**Teks Bacaan:**
----------

Masa Remaja

Masa remaja kami garis bawahi sebagai masa yang istimewa dan penuh salah paham. Banyak orang tua anggap bahwa anak remajanya menghadapi puncak dari serangan dan godaan lingkungan. Padahal masa remaja hanya merupakan salah satu babak dalam belajar berdiri atas dasar yang benar di tengah lingkungan yang penuh kedurjanaan. Jangan kita percaya bahwa masa remaja merupakan ancaman terhadap ketenteraman keluarga, melainkan sebagai masa ujian dari bobot pendidikan yang diberikan orang tua selama anaknya kecil. Masa remaja ialah masa penerapan praktis dari segala sesuatu yang dipelajari sebelumnya. Orang tua yang mendidik anaknya dengan baik tidak perlu mengkhawatirkan masa depan anaknya kalau sudah menginjak remaja.

Apakah sebenarnya yang kita maksudkan dengan istilah "remaja"? Yang dimaksudkan ialah masa transisi jasmaniah yang penuh komplikasi sampingan. Pada wanita masa ini ditandai terutama dengan permulaan siklus haid. Pada lelaki ditandai antara lain dengan perubahan suara. Gejala umum yang lain lagi ialah kegugupan. Dengan badan yang tiba-tiba memanjang, kaki dan tangan tidak berada pada jarak yang terbiasakan. Bisa saja cangkir teh tertumpah tersenggol tangan atau meja terbalik kena kaki, karena si remaja salah menerka jarak. Bagi kedua kelamin masa ini penuh frustrasi atas perubahan zat kimia di tubuh yang menimbulkan pertambahan bulu, jerawat, dan perubahan bau badan, di samping bagi wanita, perubahan berat dan bentuk kubuh, yang sering membuatnya merasa malu.

Transisi ini tidak terjadi pada usia tertentu. Bisa terjadi pada kelas tiga di sekolah dasar, bisa juga tertunda sampai memasuki SMP. Banyak faktor mempengaruhi usia remaja. Misalnya di negara Swedia, pada awal abad kedua puluh wanita mengalami haid pertama pada usia kurang lebih enam belas tahun. Kini banyak wanita sudah berpenyakit bulan pada usia sembilan tahun. Indonesia tidak ketinggalan. Percepatan irama hidup sangat berpengaruh. Transisi menuju masa remaja tentu merupakan akibat perubahan hormonal.

1. Kelonggaran Hubungan dengan Orang Tua

Untuk dapat mengerti dan membimbing kaum remaja, memerlukan pengertian yang peka terhadap sikon mereka yang khas. Pada dasarnya mereka tidak mau meneladani orang tua atau wakilnya lagi. Setelah hidup sekian tahun bersama dengan orang tuanya, mereka mengalami banyak kekecewaan. Janji ayah sering tidak ditepati. Misalnya, ayah berjanji nanti hari Sabtu pergi bersama ke kebun binatang, tetapi kalau hari Sabtu sudah tiba, dia duduk menonton sepak bola dan tidak mau diganggu. Tentu saja anak yang sudah mengalami hal itu sekian banyak kali akan menyimpulkan bahwa orang tuanya "munafik". Rasanya, tidaklah wajar kalau mengikuti teladan orang munafik lagi.

----------

Cuplikan data

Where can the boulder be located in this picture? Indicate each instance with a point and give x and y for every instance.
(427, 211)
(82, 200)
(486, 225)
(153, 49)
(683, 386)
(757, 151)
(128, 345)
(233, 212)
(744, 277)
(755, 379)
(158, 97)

----------

**Kegiatan:** Lanjutkan tulisan tentang masa remaja di atas, mulai tepat setelah kalimat terakhirnya.

**Jawaban Tertulis:**
Kita tidak boleh terlalu menyalahkan sikap ini, karena demikianlah rencana Allah. Sebaiknya kita memandang sikap negatif para remaja kepada orang tuanya sebagai sesuatu yang mengandung faedah. Kalau anak kita tidak berubah demikian, dia kurang terdorong belajar untuk hidup mandiri kalau sudah dewasa. Tanpa belajar mandiri mereka akan bergantung pada orang tuanya seumur hidupnya. Allah sudah memprogram manusia untuk pada suatu waktu meninggalkan rumah induknya.

2. Apakah Remaja Memang Ada Sebagai Golongan Kodrati?

Kepekaan kita dalam membimbing remaja dapat ditingkatkan kalau kita menyimak sebuah pendapat yang baru saja dilontarkan ke arena pemikiran psikologis. Seorang profesor psikologi bernama, Ronald Kotesky mendalami masalah keremajaan. Dia terdorong keinginan untuk tetap berkawan dengan anak-anak remajanya sendiri. Dia menyimak Alkitab dan sejarah, dan menyimpulkan sesuatu yang pasti mengejutkan bagi kebanyakan orang. Kesimpulan dia, "tidak ada masa remaja sebagai tahap antar yang hakiki dalam pertumbuhan anak menuju dewasa".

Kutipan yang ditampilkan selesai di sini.